**Passage shown:**
FO's argument, while it wasn't made very well, is apt for casual football fans but less relevant for most FO readers.

Still not sure if the article is personally biased against the Falcons or not - it's hard for me to tell because I happen to dislike them myself.

152
by Eggwasp (not verified) :: Fri, 12/21/2012 - 4:29am

But the Vegas odds aren't a probability forecast, they are the best way of ensuring the bookies take the most money, and hedge their payout on the eventual winners. Given that ATL was the last unbeaten team - and not a massive preseason favorite, there's probably a lot of early-mid-season money placed at relatively wide odds on them. The bookies therefore have to dissuade punters from putting money on ATL now, to reduce their risk if they do win.

Vegas is NOT trying to predict the chances of a team winning - its trying to attract losing bets and hedging their payout on whoever wins.

**Supplied data:**
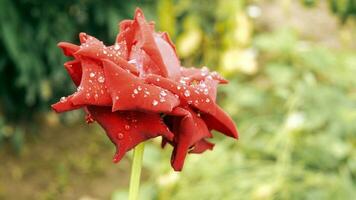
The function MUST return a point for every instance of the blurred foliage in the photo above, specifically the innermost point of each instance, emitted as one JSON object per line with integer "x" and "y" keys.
{"x": 344, "y": 9}
{"x": 31, "y": 72}
{"x": 294, "y": 100}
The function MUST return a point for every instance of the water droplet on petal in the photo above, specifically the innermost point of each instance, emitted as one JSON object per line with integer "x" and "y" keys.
{"x": 154, "y": 102}
{"x": 163, "y": 93}
{"x": 117, "y": 46}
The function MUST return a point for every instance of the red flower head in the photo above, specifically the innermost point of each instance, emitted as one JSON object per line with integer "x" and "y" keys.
{"x": 137, "y": 89}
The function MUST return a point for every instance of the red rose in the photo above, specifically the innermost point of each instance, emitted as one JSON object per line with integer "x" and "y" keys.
{"x": 137, "y": 89}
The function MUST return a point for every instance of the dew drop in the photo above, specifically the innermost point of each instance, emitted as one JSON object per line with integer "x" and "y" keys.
{"x": 117, "y": 46}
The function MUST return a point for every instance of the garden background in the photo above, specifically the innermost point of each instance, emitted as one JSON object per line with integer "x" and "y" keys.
{"x": 292, "y": 92}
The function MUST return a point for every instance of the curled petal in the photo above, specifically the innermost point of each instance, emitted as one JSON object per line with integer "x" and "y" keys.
{"x": 190, "y": 130}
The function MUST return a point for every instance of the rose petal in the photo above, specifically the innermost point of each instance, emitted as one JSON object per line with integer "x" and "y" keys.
{"x": 126, "y": 129}
{"x": 68, "y": 48}
{"x": 190, "y": 130}
{"x": 198, "y": 100}
{"x": 92, "y": 89}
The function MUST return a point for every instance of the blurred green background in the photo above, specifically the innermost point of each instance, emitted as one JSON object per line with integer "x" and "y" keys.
{"x": 292, "y": 92}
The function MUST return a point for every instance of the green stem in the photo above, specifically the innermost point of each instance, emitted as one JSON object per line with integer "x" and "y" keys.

**What is expected:** In the forum comments above, what does Eggwasp say Vegas is trying to do instead of predicting a team's chances of winning?

**Response to the exercise:** Vegas is trying to attract losing bets and hedge its payout on whoever wins.